:: Text extract ::
◇ ◇ ◇ ◇

The Cairo Criminal Court held its first session in the trial of photojournalist Ahmed Gamal Ziada Monday.
Ziada has been held in Abu Zaabal prison since December 2013 on charges of illegal protests during clashes in students’ demonstrations at Al-Azhar University.
The Association for Freedom of Thought and Expression (AFTE) said the court will resume the hearing in the case Tuesday. Ziada is being tried before a division of the court that is in charge of looking into terrorism charges, and has been in prison for nearly 430 days.
According to a new court structure established in December 2013, six divisions affiliated with the Cairo and Giza Criminal Courts were designated to look into cases of “organised violence and acts of terrorism,” state-run newspaper Al-Ahram reported. Those specialised commissions of judges hold trial sessions only for two weeks in one month.
Ziada is accused of 12 crimes as reported by AFTE, including joining a terrorist group, breaching the Protest Law, setting fire to the Faculty of Commerce’s building, damaging public institutions and assaulting police and security officers.
Yehia Khalaf Allah, manager of Yaqeen Network, a private online newspaper for which Ziada was covering the events, told Daily News Egypt Monday the paper presented all official documents stating Ziada was on a work assignment.
“Evidence includes his press card, camera, mic, all with the network’s logo, in addition to a stamped letter submitted to prosecution authorities,” Khalaf Allah said. When asked about the potential supporting role of the Press Syndicate, he said the website was not registered.

◇ ◇ ◇ ◇

Stored records
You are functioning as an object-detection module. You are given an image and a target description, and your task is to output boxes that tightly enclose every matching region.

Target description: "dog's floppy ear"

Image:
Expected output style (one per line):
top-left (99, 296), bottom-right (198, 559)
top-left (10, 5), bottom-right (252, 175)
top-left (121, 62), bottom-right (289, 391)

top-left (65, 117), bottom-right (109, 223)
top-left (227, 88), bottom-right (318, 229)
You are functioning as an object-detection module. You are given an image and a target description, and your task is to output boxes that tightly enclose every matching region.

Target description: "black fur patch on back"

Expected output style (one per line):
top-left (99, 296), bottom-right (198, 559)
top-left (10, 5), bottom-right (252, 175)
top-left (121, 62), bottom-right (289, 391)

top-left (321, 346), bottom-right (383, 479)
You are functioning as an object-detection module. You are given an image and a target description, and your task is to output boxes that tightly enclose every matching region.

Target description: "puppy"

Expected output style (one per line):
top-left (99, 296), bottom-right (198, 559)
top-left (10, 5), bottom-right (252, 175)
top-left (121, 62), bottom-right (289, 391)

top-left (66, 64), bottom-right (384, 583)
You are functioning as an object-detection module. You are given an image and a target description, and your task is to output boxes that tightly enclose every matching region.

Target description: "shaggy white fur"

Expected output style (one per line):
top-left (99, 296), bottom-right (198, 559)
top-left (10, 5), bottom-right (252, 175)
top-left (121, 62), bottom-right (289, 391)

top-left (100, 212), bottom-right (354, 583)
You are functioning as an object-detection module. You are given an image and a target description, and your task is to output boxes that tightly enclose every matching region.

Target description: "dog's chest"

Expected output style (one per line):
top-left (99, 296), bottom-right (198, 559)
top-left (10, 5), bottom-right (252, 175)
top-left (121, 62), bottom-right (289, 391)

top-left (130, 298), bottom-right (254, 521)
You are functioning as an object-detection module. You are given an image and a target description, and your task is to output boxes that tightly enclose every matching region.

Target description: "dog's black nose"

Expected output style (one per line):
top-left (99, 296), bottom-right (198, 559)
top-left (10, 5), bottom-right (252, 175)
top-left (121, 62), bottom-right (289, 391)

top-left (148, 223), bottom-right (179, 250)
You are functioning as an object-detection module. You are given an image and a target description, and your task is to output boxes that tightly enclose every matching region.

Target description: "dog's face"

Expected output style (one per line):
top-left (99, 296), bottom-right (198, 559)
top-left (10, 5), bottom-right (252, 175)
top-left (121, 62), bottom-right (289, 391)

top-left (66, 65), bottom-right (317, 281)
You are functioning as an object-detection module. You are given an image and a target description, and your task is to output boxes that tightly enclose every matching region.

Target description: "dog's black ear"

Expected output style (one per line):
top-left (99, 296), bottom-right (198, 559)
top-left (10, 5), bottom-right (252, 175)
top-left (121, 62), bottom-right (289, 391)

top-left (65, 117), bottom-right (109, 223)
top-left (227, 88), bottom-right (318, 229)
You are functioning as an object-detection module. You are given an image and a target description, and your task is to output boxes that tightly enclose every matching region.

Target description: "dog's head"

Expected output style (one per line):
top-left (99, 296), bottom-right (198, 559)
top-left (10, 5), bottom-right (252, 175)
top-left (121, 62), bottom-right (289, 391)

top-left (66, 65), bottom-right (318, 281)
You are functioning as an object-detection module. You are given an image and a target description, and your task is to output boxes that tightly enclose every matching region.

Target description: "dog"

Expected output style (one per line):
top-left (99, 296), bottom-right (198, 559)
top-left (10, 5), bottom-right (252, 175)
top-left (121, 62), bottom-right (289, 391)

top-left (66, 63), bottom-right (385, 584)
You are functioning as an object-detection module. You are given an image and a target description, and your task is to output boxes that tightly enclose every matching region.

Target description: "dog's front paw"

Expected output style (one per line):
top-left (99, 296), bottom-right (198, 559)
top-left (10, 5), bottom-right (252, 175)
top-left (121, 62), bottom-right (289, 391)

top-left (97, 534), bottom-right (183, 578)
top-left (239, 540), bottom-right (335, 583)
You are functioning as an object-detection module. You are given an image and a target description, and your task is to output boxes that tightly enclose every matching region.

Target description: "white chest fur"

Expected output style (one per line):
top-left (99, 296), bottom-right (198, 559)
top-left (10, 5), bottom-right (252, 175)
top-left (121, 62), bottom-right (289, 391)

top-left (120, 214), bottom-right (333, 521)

◇ ◇ ◇ ◇

:: What to do ::
• 1. Answer these questions using the news report on Ziada's trial:
(a) In which prison has Ziada been held since December 2013?
(b) According to AFTE, how many crimes is Ziada accused of?
(c) Which state-run newspaper reported on the new court structure?
• 2. Reproduce the passage of the news report on Ziada's trial from "The Association for" to "nearly 430 days.".
• 3. Proceed with the news report on Ziada's trial from the point where it ends.

:: Outputs by task ::
• 1.
(a) Abu Zaabal prison
(b) 12
(c) Al-Ahram

• 2.
The Association for Freedom of Thought and Expression (AFTE) said the court will resume the hearing in the case Tuesday. Ziada is being tried before a division of the court that is in charge of looking into terrorism charges, and has been in prison for nearly 430 days.

• 3.
While most journalists in Egypt face restrictions, risks of arrest and killings especially while covering areas of clashes, it is usually harder to provide legal assistance for reporters unregistered with the syndicate. The law might not even recognise such journalists.
Khalaf Allah said another Yaqeen press photographer was previously arrested in similar circumstances but was finally acquitted. “He was imprisoned for six months,” he told Daily News Egypt.
Meanwhile, Mohamed Ziada, has been actively speaking out against the conditions of detention of his brother. According to statement published by independent organisation Egyptian Initiative for Personal Rights (EIPR), Mohamed said his brother was subject to physical abuse and beating when he announced a hunger strike last September. The hunger strike is frequently used as a means of pressure by prisoners of conscience and their supporters.
EIPR quoted Mohamed as saying his jailed brother, who had only been working as a journalist for two years, regretted pursuing that career as it led to putting him behind bars and crushing his hopes. In a letter by Ziada himself, published by independent group Journalists Against Torture, he slammed local newspapers for failing to mention his case and the case of many other detainees. This was particularly so given that they were “were neither Muslim Brotherhood nor April 6, despite that belonging to either should not be a crime”.
“Does the president care about his last promise to release the revolutionists in the memorial of the revolution and he released Alaa and Gamal Mubarak?! And in his last speech, he promised to release the first numbers of the oppressed so that they have the hope to be released but at the end we found that the first release was for the criminal Habib El-Adly!” Mohamed wrote on his official Facebook account on 28 February.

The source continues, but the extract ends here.